### PROBLEM REQUIREMENTS
Format the lines below as a numbered list, omitting blank lines and any picture markers.

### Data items
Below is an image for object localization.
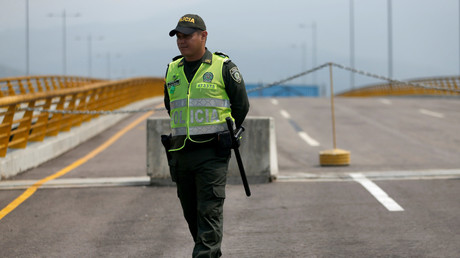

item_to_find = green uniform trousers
[170,146,230,257]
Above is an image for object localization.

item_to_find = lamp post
[48,9,80,76]
[388,0,393,78]
[77,34,104,78]
[26,0,30,75]
[350,0,355,89]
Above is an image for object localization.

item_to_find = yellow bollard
[319,63,350,166]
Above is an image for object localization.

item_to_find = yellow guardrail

### RESULT OF THE EXERCISE
1. Below is an image for object localization.
2. item_to_find = green uniform trousers
3. [170,146,230,257]
4. Above is an image for object localization.
5. item_to_find = lamp post
6. [48,9,80,76]
7. [388,0,393,78]
8. [77,34,104,78]
9. [26,0,30,75]
10. [350,0,355,89]
11. Above is an image for object localization.
12. item_to_find = yellow bollard
13. [319,63,350,166]
14. Above is an image for object localization.
15. item_to_find = yellow guardrail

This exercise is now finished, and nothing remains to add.